** GIVEN DATA follows **
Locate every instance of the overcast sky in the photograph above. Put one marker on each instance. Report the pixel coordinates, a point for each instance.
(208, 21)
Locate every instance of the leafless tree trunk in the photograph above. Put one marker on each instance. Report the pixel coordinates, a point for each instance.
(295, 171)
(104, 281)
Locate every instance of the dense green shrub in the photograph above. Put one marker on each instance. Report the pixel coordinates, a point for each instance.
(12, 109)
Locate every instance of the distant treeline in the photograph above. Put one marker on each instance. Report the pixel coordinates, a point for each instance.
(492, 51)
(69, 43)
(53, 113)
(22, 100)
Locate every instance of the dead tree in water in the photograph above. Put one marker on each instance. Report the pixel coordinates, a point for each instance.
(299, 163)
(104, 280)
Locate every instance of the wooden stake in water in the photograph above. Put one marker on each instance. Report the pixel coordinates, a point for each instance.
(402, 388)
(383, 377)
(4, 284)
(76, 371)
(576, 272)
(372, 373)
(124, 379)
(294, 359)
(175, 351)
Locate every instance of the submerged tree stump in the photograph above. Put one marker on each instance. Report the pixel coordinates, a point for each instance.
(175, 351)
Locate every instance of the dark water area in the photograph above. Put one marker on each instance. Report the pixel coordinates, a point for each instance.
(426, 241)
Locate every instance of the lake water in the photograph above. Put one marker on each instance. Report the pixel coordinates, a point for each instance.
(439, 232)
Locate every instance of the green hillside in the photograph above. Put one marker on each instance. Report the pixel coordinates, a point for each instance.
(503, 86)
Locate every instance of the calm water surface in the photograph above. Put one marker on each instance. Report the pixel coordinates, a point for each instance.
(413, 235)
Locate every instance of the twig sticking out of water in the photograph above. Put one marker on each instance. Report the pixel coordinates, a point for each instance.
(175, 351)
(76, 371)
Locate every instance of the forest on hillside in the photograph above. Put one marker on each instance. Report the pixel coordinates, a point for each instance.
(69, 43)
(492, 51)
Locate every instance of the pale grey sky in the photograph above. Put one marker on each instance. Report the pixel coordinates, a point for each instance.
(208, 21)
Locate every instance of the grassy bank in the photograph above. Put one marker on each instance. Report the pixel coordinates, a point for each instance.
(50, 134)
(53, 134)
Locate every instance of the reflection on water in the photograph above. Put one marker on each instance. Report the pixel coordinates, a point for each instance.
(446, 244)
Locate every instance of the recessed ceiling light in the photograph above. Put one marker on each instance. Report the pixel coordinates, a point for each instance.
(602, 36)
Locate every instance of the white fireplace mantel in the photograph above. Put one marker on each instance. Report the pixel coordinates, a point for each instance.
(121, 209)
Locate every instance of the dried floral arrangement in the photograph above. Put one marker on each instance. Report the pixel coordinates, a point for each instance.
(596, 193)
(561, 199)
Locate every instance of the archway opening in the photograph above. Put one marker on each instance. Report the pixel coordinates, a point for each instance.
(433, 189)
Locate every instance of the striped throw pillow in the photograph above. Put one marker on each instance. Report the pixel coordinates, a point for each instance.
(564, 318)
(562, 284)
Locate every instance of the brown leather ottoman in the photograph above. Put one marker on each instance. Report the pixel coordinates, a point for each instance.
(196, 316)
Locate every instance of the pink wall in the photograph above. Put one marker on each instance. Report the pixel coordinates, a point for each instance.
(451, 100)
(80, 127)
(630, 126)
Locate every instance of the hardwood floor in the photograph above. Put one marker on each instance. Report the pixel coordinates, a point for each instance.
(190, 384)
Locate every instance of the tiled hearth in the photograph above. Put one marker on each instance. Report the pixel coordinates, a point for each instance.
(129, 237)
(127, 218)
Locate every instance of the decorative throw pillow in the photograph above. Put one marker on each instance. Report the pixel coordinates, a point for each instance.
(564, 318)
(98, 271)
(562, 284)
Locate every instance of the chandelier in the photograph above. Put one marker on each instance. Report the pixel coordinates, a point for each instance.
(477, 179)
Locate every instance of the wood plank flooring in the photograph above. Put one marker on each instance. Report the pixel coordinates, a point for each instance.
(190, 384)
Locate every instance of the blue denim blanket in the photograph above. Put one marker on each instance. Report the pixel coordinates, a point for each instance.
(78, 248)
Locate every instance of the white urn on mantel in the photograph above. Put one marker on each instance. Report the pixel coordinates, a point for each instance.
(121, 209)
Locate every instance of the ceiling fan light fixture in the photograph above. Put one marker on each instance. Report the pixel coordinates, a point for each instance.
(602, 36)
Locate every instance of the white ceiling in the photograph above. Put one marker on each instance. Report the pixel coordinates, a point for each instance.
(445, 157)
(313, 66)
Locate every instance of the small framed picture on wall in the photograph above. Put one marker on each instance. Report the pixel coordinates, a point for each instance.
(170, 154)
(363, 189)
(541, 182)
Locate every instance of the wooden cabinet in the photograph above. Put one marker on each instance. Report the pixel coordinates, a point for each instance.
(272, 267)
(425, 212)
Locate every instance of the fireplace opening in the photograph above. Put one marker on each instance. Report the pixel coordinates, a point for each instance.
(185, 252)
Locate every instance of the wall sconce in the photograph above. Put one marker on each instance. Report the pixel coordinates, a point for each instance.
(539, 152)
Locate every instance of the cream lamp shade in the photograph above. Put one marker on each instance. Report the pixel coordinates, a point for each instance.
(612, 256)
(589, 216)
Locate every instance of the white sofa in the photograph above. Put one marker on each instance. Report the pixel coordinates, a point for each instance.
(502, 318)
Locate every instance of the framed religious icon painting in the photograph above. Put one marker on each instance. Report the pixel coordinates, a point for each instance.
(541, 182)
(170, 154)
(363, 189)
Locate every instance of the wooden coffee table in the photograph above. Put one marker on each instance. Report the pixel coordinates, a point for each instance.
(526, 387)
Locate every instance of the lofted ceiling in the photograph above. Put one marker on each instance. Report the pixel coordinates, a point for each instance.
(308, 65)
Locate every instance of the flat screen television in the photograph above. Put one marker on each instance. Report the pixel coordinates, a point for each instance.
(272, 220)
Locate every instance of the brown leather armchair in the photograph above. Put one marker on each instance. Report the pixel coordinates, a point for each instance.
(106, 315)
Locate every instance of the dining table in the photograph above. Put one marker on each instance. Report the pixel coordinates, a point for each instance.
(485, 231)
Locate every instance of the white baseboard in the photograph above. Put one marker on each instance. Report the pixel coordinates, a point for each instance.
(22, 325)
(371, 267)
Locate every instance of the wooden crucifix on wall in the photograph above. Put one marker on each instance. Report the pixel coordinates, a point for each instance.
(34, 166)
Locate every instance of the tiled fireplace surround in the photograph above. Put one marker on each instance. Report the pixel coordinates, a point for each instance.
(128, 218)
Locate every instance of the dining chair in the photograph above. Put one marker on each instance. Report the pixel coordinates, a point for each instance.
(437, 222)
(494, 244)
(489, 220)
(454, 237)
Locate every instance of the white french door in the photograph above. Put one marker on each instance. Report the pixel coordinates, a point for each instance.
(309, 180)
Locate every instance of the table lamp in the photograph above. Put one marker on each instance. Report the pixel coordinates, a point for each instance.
** End of GIVEN DATA **
◆ WHAT IS EXPECTED ◆
Reproduce each entry above. Every word must match.

◆ OUTPUT BELOW ◆
Locate every instance of the overcast sky in the photograph above. Put one marker on each instance. Report the pixel coordinates, a point for each instance.
(208, 21)
Locate every instance of the leafless tree trunk in the photograph above. Put one marker on each instance. Report the pixel coordinates, a point for each instance.
(295, 171)
(104, 281)
Locate every instance of the dense green shrub in the photograph above. Put one marker on each instance. Report the pixel coordinates, a point for each instance.
(12, 109)
Locate every instance of the distant treeline in the photograph above. Put one marker on each instance. Report the pixel coordinates, a point for each instance.
(492, 51)
(69, 43)
(53, 113)
(22, 100)
Locate every instance of the dead tree in water in the photograph above. Put one marker on each instance. Report the pixel coordinates, a point for each instance.
(299, 163)
(104, 280)
Locate every instance of the wooden stake in water in the photograph above. Put one marker on each instance. Report the pixel coordinates, a point for each instance.
(402, 388)
(383, 377)
(4, 284)
(76, 371)
(576, 272)
(372, 373)
(124, 379)
(294, 359)
(175, 351)
Locate every instance of the submerged tree stump in the photograph above. Put one marker on each instance. Report the pixel coordinates, a point for each instance.
(175, 351)
Locate every instance of the dark water area in the photograph above. Put one marker on each instance. Report the pixel coordinates, a point for each instance.
(426, 241)
Locate every instance of the lake water in the photograph above. Put one marker on each instance. Report the pixel coordinates, a point for each instance.
(439, 232)
Locate every instance of the green hillside in the photograph above. Put one marker on each instance. Report the pixel coordinates, a point for each instance.
(503, 86)
Locate every instance of the calm water surface in the photograph above. Put one marker on each instance. Report the pixel coordinates, a point for each instance.
(413, 235)
Locate every instance of the twig sticking out of water in the photograph above. Put one marker on each instance. Report the pixel coordinates, a point for each instance.
(175, 351)
(76, 371)
Locate every instance of the forest on hillside in the photograph above. Put one marker on each instance. Report the pixel coordinates, a point for each instance.
(69, 43)
(492, 51)
Locate every instance of the pale grey sky in the photograph above. Put one marker on each instance. Report the pixel coordinates, a point for each instance.
(208, 21)
Locate every instance of the grassy bank in the photograph above. Put one marker on each instance. Report the pixel coordinates, a point for each instance.
(50, 134)
(53, 134)
Locate every instance of the reflection on water in the photograph above. Put one marker on each instance. Report the pixel coordinates, a point for each instance.
(446, 244)
Locate every instance of the recessed ceiling light in the photograph above. Put one marker on each instance. Report the pixel coordinates, a point for each instance.
(602, 36)
Locate every instance of the white fireplace mantel in the photograph above. Put one marker on each instance. Report the pixel coordinates, a point for each instance.
(121, 209)
Locate every instance of the dried floral arrangement in the photograph above. Put one marker on each instance. Report the pixel coordinates, a point for each instance.
(596, 193)
(561, 199)
Locate every instance of the archway opening in the photograph above. Put one marker on each instance. Report the pixel coordinates, a point for each instance.
(433, 189)
Locate every instance of the striped throw pillow in the photograph above. Put one marker on each instance. Report the pixel coordinates, a point for each instance.
(564, 318)
(562, 284)
Locate every instance of the brown leather ottoman in the photograph above. Put one marker on each instance. Report the pixel coordinates, a point for each instance.
(196, 316)
Locate every instance of the pink wall in the photograph above. Put one marker on each instance. Report the pixel coordinates, a point for each instance.
(451, 100)
(80, 127)
(630, 126)
Locate every instance of the hardwood floor in the photograph above. Put one marker on each instance. Report the pixel coordinates, a point for each instance.
(190, 384)
Locate every instance of the tiled hearth in the photograph above. Put one marker on each instance. Report the pixel coordinates, a point for each instance.
(129, 237)
(127, 218)
Locate every instance of the decorative throw pillow in the photograph above. Put one marker on each instance. Report the pixel coordinates, a point for each instance.
(564, 318)
(98, 271)
(562, 284)
Locate every instance of the chandelier in the photograph above. Put one marker on each instance. Report the pixel coordinates, a point for each instance.
(477, 179)
Locate every instance of the wood plank flooring in the photograph above. Put one marker on each instance. Report the pixel coordinates, a point for each instance.
(190, 384)
Locate every instance of the blue denim blanket in the photograph above. Put one marker on each instance. Report the pixel coordinates, a point for each instance.
(78, 248)
Locate every instance of the white urn on mantel in the photograph above. Put one marker on each instance. Report the pixel coordinates, a point for each instance.
(121, 209)
Locate every instance of the ceiling fan light fixture in the photograph above. Put one marker on each instance. Report the pixel coordinates, a point for each instance.
(602, 36)
Locate every instance of the white ceiling in the photograph above. Put one marker on each instance. Report the pixel coordinates, a point for each instance.
(445, 157)
(313, 66)
Locate every instance of the small framed picture on wall in the photograph above. Put one marker on each instance. Report the pixel coordinates, a point for each instance.
(170, 154)
(363, 189)
(541, 182)
Locate every instance of the wooden cabinet in the photograph above. Put one marker on each instance. Report the pixel coordinates, a point for each instance.
(272, 267)
(425, 212)
Locate every instance of the fireplace opening in the photograph above. Put one marker on each instance. Report the pixel coordinates, a point for each instance.
(185, 252)
Locate every instance of the wall sconce in the photograph above. Put one marker on each instance. Report the pixel coordinates, a point for each instance.
(539, 152)
Locate every instance of the cream lamp shade in the photograph above. Put one marker on each instance. Report the pixel coordinates, a point for each instance.
(612, 256)
(589, 216)
Locate every instance of the white sofa in the photograph above. Put one marker on each instance. Report the pixel coordinates, a point for each instance.
(502, 318)
Locate every instance of the framed religious icon painting in the photograph above. Put one marker on each instance. Report the pixel coordinates, a point for each instance.
(541, 182)
(170, 154)
(363, 189)
Locate every instance of the wooden coffee table in the photograph above. Put one marker on each instance. Report the pixel coordinates, a point for each instance.
(526, 387)
Locate every instance of the lofted ceiling in the photograph above. Put one marker on each instance. Report the pixel coordinates, a point for each instance.
(308, 65)
Locate every instance of the flat screen television in the photograph above. Put one marker on each instance. Report the pixel coordinates, a point for each instance.
(272, 220)
Locate every instance of the brown leather armchair in the photograph above. Put one marker on each instance. Report the pixel coordinates, a point for each instance.
(106, 315)
Locate every instance of the dining table in the photograph above. Put one marker on each instance. Report the pixel coordinates, a point for each instance.
(485, 231)
Locate every instance of the white baseboard in the photograph above. Put one marker on each instance. Report the pixel coordinates, a point for each instance.
(22, 325)
(371, 267)
Locate every instance of the wooden crucifix on wall in the photograph above. Put one marker on each instance. Report the pixel coordinates, a point for each instance.
(34, 166)
Locate every instance of the tiled fireplace surround in the photograph above. Put one marker on each instance. Report the pixel coordinates, a point for each instance.
(128, 218)
Locate every instance of the dining chair in the photograph above. Put one marker on each instance. Report the pixel coordinates, a point for each instance.
(437, 222)
(494, 244)
(489, 220)
(454, 237)
Locate every instance of the white french door in the photograph above. Put one marker on each instance. Report the pixel coordinates, a point for each instance.
(309, 180)
Locate every instance of the table lamp in the photograph above. Put one marker on each instance. Report the pixel coordinates, a point for each instance.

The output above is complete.